— Begin Records shown —
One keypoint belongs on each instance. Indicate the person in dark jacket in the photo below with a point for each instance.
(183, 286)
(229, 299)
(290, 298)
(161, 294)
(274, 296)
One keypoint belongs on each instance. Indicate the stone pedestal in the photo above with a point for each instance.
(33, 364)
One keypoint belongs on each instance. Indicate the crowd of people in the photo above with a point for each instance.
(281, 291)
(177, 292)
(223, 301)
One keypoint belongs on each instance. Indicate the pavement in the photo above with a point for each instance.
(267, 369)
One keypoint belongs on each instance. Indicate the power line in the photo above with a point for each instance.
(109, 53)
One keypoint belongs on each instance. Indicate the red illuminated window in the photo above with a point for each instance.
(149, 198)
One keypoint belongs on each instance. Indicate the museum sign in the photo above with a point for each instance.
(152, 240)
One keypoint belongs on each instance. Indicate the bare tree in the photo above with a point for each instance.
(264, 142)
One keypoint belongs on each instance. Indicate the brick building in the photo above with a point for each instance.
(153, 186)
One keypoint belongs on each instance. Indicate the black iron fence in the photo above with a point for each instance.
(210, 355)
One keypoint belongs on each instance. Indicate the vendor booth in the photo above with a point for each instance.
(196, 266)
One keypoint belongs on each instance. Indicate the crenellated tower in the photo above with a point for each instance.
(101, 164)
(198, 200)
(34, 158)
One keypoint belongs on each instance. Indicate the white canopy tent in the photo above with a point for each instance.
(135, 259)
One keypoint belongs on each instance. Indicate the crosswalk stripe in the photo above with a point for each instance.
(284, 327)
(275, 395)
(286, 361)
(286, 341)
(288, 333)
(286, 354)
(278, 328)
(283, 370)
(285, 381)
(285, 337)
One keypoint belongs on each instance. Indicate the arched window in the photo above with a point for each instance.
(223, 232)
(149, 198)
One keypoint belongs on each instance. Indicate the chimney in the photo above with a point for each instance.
— End Records shown —
__Task objective__:
All lines from the one containing "One keypoint belongs on each instance. Indicate the crenellated" through the end of the records, both ends included, are to be quoted exactly; please add nothing else.

__Solved problem__:
One keypoint belongs on each instance. Indicate the crenellated tower in the photo above with a point for each instance.
(101, 164)
(198, 200)
(34, 158)
One keypoint belongs on each instance. Indicate the white canopy tent in the photo above with a point for each instance.
(135, 259)
One keypoint belongs on each instance. Indicate the crosswalk stripe in the photo above with a point for each instance.
(284, 327)
(275, 395)
(286, 361)
(286, 341)
(288, 333)
(286, 354)
(278, 328)
(283, 370)
(285, 381)
(285, 337)
One keypoint belongs on each instance. Indicate the arched window in the photo above with a point for each instance.
(223, 232)
(149, 198)
One keypoint belongs on each instance. Indicate the chimney in the photo above with a point for each instance.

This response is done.